## Your goal
Each line from the one containing "annotation. Detect shrub" to the last line of the listing below must be reproduced exactly, and nothing more.

## Task inputs

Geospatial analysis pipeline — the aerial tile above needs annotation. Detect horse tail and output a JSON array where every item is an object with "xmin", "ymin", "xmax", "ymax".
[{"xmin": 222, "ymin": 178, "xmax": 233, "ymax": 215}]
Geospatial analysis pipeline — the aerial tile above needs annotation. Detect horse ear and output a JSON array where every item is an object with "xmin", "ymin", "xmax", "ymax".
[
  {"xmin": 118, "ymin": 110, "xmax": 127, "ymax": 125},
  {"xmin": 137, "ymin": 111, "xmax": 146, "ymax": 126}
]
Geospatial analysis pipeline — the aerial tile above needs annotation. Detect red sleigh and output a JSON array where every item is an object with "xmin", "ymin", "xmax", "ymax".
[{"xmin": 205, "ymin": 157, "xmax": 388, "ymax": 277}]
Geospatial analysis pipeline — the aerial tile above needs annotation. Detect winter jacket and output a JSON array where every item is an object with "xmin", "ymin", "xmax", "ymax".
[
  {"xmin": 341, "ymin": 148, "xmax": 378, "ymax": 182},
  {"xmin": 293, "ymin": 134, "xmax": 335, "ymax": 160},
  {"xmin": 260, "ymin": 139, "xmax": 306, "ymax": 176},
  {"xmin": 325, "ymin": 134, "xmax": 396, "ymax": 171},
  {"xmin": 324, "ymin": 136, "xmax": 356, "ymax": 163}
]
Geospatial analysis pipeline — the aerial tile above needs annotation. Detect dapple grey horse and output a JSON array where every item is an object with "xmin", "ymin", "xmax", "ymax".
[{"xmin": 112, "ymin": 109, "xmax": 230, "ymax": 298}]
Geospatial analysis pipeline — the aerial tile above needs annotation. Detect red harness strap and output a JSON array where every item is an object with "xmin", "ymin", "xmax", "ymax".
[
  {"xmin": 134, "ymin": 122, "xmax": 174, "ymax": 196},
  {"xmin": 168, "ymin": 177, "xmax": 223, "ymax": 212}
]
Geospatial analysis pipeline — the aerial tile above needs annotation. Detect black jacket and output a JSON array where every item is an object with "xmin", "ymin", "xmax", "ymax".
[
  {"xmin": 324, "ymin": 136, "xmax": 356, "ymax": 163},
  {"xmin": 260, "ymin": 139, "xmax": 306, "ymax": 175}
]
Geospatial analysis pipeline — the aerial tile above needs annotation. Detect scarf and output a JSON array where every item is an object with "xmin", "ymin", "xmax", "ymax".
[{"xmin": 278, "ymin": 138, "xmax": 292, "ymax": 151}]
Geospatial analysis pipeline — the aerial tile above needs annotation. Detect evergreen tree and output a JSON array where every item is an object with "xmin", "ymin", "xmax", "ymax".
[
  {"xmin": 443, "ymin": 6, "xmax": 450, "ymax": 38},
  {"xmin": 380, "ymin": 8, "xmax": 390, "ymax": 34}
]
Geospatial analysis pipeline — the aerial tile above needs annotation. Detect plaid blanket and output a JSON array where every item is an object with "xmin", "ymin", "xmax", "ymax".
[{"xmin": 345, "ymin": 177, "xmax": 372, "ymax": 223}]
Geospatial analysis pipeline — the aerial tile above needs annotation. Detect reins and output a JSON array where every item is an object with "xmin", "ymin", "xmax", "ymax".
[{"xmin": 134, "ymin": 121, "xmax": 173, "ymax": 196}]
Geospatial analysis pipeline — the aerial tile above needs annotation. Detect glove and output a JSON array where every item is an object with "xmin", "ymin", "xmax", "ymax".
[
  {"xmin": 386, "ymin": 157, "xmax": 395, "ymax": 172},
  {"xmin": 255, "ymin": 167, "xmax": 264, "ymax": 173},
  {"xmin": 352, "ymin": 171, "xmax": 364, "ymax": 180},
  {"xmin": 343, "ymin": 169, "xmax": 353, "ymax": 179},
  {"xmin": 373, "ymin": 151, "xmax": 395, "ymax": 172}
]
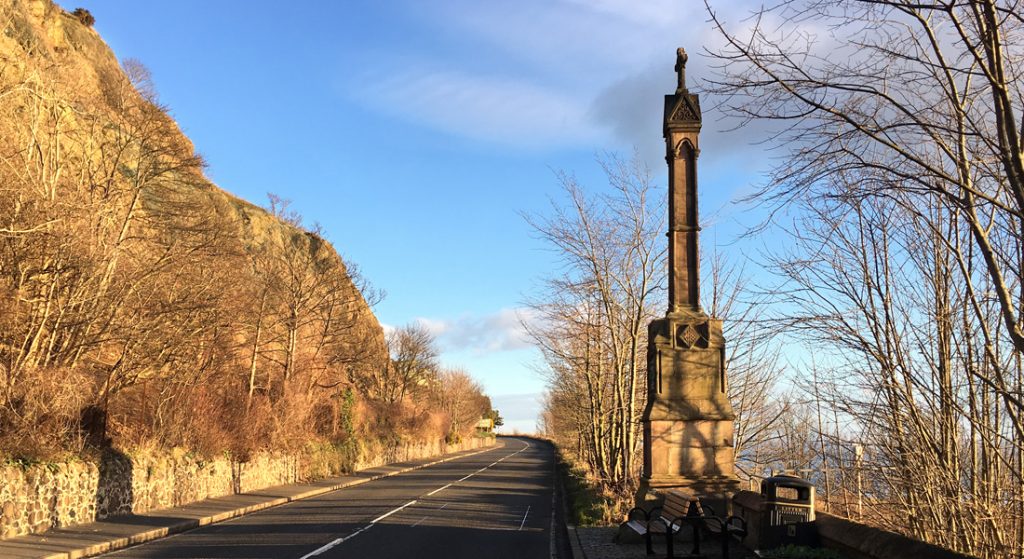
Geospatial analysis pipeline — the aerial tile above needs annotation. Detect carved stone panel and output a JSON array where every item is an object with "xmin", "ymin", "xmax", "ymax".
[{"xmin": 675, "ymin": 321, "xmax": 709, "ymax": 349}]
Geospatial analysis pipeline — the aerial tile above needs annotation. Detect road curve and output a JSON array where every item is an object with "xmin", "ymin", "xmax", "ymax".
[{"xmin": 101, "ymin": 437, "xmax": 559, "ymax": 559}]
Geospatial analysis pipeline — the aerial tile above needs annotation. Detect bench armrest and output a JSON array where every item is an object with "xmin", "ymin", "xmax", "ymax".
[
  {"xmin": 703, "ymin": 516, "xmax": 725, "ymax": 534},
  {"xmin": 725, "ymin": 515, "xmax": 748, "ymax": 538},
  {"xmin": 626, "ymin": 506, "xmax": 651, "ymax": 522}
]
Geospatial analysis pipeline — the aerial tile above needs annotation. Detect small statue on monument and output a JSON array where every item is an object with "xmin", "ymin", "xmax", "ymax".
[{"xmin": 675, "ymin": 48, "xmax": 688, "ymax": 93}]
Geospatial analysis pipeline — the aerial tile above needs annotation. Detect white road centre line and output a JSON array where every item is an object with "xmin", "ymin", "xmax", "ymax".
[
  {"xmin": 298, "ymin": 525, "xmax": 372, "ymax": 559},
  {"xmin": 305, "ymin": 441, "xmax": 531, "ymax": 556},
  {"xmin": 411, "ymin": 502, "xmax": 447, "ymax": 528},
  {"xmin": 371, "ymin": 499, "xmax": 417, "ymax": 524},
  {"xmin": 519, "ymin": 505, "xmax": 531, "ymax": 531},
  {"xmin": 426, "ymin": 483, "xmax": 452, "ymax": 496},
  {"xmin": 424, "ymin": 441, "xmax": 529, "ymax": 498}
]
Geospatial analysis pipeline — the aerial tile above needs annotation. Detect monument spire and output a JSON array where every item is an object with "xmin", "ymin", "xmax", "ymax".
[
  {"xmin": 636, "ymin": 47, "xmax": 739, "ymax": 508},
  {"xmin": 665, "ymin": 47, "xmax": 702, "ymax": 316}
]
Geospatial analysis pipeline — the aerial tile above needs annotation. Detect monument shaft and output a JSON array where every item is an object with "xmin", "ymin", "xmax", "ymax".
[{"xmin": 637, "ymin": 49, "xmax": 739, "ymax": 501}]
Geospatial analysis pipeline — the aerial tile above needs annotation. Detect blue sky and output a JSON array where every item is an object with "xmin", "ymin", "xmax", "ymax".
[{"xmin": 62, "ymin": 0, "xmax": 775, "ymax": 433}]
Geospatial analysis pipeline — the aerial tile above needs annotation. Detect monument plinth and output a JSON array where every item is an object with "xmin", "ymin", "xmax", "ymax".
[{"xmin": 637, "ymin": 48, "xmax": 740, "ymax": 504}]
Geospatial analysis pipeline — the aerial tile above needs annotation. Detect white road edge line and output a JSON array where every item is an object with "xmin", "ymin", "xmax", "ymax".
[{"xmin": 519, "ymin": 505, "xmax": 531, "ymax": 531}]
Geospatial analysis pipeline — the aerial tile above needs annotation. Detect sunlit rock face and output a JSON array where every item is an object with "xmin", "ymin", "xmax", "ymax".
[{"xmin": 0, "ymin": 0, "xmax": 388, "ymax": 379}]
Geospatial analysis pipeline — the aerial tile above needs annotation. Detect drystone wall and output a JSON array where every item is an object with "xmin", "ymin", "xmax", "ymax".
[
  {"xmin": 354, "ymin": 435, "xmax": 493, "ymax": 471},
  {"xmin": 0, "ymin": 449, "xmax": 299, "ymax": 539},
  {"xmin": 0, "ymin": 436, "xmax": 494, "ymax": 540}
]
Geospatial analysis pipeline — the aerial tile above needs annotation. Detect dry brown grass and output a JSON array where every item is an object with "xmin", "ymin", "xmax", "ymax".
[{"xmin": 0, "ymin": 367, "xmax": 93, "ymax": 460}]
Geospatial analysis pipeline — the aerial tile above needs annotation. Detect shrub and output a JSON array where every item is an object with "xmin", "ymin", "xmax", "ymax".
[
  {"xmin": 0, "ymin": 367, "xmax": 93, "ymax": 460},
  {"xmin": 71, "ymin": 8, "xmax": 95, "ymax": 27}
]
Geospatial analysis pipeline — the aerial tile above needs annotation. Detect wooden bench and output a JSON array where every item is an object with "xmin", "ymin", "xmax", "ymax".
[
  {"xmin": 625, "ymin": 490, "xmax": 750, "ymax": 558},
  {"xmin": 626, "ymin": 490, "xmax": 709, "ymax": 557}
]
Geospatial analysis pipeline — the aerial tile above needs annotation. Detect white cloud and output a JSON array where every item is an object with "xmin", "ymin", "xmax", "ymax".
[
  {"xmin": 588, "ymin": 62, "xmax": 673, "ymax": 167},
  {"xmin": 411, "ymin": 307, "xmax": 537, "ymax": 354},
  {"xmin": 560, "ymin": 0, "xmax": 693, "ymax": 29},
  {"xmin": 432, "ymin": 0, "xmax": 704, "ymax": 78},
  {"xmin": 352, "ymin": 68, "xmax": 603, "ymax": 150},
  {"xmin": 342, "ymin": 0, "xmax": 713, "ymax": 151},
  {"xmin": 344, "ymin": 0, "xmax": 787, "ymax": 159}
]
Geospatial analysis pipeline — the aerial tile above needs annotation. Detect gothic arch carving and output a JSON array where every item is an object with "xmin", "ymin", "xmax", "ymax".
[{"xmin": 672, "ymin": 137, "xmax": 696, "ymax": 159}]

## Task result
Geospatial analysis pipeline — the aerial tile above needs annotation. Detect shrub and output a JSON array where every item is an object with "xmin", "ymin", "xmax", "ymax".
[
  {"xmin": 0, "ymin": 367, "xmax": 93, "ymax": 460},
  {"xmin": 71, "ymin": 8, "xmax": 95, "ymax": 27}
]
Geospatial analysis pipeline — the aerial tile above needs annotation. Detect wooden bench and output a JSON array where every item is an object with "xmin", "ymin", "xmax", "ymax".
[
  {"xmin": 625, "ymin": 490, "xmax": 750, "ymax": 558},
  {"xmin": 626, "ymin": 490, "xmax": 709, "ymax": 557}
]
Geospatial analysis pipeline — the aerial tile above needs annotation. Detect white cloud and output a JSON array where every item is an object with "xmin", "ymin", "xmax", "ymax".
[
  {"xmin": 588, "ymin": 62, "xmax": 673, "ymax": 167},
  {"xmin": 411, "ymin": 307, "xmax": 537, "ymax": 354},
  {"xmin": 560, "ymin": 0, "xmax": 693, "ymax": 29},
  {"xmin": 432, "ymin": 0, "xmax": 704, "ymax": 78},
  {"xmin": 352, "ymin": 68, "xmax": 603, "ymax": 150},
  {"xmin": 342, "ymin": 0, "xmax": 713, "ymax": 151},
  {"xmin": 344, "ymin": 0, "xmax": 787, "ymax": 159}
]
Geospatial analysis pipeline — the aerial tile above needs annotation. Detect gothic arch carving and output a JSON array where every item is an object with "xmin", "ymin", "xmax", "ymax".
[{"xmin": 672, "ymin": 137, "xmax": 696, "ymax": 159}]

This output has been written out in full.